Provided text ▸
*** Block opens ***
- Music
- 16 Mar 09
Punk-Rock veterans back with an inspired bang
Sisyphus, you know, the lad condemned to push the boulder up a hill. For infinity. This Greek myth provides the lyrical stimulus for ‘Enjoy The Struggle’, a song that urges us to embrace life, no matter what turds litter our path. It’s a lesson Therapy? have taken to heart, for whilst their generational contemporaries – what few remain – are happy to regurgitate the same old riffs, these contrary bastards are grappling with their creative muse like never before and, in doing so, have created one of the most exhilarating records in their two decade career.
Spurred on by producer Andy Gill, they push out from the punk-rock trenches, making daring sorties into jazz-metal and even encroaching into experimental instrumental rock territory with the ten-minute ‘Magic Mountain’. ‘Somnambulist’ meanwhile is heavier than our pal Sisyphus’s big rock; all boomeranging bass rhythms, towering guitar and drums that punch like Tyson in his prime. And what need for Jesus Lizard to reform when Therapy? are cranking out gleefully vicious little ditties such as ‘The Head That Tried To Strangle Itself’.
*** Block closes ***
Extracted entries ▸
*** Block opens ***
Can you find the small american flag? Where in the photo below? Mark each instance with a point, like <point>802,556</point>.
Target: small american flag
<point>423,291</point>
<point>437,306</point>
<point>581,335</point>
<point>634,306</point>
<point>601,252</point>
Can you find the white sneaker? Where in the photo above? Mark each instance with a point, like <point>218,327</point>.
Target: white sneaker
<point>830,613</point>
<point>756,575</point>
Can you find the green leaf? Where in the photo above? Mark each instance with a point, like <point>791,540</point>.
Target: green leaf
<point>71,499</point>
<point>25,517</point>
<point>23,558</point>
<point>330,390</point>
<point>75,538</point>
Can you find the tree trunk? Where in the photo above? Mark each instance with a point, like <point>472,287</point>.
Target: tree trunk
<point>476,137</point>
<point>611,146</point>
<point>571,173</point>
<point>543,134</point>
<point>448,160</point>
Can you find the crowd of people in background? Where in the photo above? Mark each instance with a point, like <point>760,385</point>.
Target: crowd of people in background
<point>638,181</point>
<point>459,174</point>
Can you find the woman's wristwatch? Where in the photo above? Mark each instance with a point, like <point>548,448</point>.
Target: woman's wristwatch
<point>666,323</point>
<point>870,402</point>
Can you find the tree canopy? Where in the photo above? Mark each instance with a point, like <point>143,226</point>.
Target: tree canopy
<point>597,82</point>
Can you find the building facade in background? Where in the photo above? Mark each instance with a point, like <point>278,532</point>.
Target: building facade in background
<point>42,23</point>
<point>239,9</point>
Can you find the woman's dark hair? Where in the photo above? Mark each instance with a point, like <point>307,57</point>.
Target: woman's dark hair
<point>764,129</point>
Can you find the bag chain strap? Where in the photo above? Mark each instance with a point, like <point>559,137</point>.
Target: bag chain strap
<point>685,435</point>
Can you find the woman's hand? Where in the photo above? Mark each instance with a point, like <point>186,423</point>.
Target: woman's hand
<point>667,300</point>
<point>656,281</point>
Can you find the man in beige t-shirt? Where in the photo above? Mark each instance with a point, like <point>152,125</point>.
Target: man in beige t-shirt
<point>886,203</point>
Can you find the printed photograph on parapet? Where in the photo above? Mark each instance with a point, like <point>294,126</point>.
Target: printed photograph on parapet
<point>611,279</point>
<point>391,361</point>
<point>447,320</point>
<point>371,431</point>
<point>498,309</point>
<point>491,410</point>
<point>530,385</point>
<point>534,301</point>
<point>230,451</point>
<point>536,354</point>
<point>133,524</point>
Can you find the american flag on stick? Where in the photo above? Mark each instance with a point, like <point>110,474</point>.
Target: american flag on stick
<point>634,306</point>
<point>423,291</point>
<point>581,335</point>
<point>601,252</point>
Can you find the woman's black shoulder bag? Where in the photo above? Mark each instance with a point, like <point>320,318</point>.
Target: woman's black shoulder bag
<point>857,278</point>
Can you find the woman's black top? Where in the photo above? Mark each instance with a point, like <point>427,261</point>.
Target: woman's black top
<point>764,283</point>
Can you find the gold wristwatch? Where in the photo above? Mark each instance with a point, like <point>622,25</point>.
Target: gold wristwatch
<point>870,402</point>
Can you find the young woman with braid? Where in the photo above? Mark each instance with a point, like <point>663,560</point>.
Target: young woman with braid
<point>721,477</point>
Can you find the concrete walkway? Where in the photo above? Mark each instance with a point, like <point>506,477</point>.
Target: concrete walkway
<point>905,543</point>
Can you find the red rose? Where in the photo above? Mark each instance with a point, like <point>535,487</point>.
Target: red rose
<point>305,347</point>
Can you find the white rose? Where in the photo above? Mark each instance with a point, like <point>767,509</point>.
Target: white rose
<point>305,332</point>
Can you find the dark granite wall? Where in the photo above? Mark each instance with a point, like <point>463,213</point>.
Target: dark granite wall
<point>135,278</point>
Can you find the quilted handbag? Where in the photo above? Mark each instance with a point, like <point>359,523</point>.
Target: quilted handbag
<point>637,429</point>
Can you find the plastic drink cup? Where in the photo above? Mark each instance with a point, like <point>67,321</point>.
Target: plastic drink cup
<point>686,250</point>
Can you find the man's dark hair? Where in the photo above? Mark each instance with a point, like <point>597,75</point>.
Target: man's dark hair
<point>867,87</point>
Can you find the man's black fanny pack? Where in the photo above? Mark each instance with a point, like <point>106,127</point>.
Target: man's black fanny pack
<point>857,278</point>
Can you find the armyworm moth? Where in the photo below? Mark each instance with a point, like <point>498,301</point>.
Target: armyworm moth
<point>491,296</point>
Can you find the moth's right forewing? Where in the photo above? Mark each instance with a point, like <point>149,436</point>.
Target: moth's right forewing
*** Block closes ***
Aim of the exercise ▸
Continue the Therapy? review from the end of its last paragraph.

Response ▸
This record is not only musically BIG, it’s conceptually grand too. If they’re not musing on mortality, they’re contemplating humanity’s place in the grand scheme (‘Exiles’). The most striking image, however, is that conjured on ‘Clowns Galore’, mankind depicted unthinking and unfeeling with their snout in the trough, “gorging on everything, all of the time/Passing it onto the brood”. What’s most important about Crooked Timber, though, is not simply that Therapy? have something to say, but how devastatingly they say it.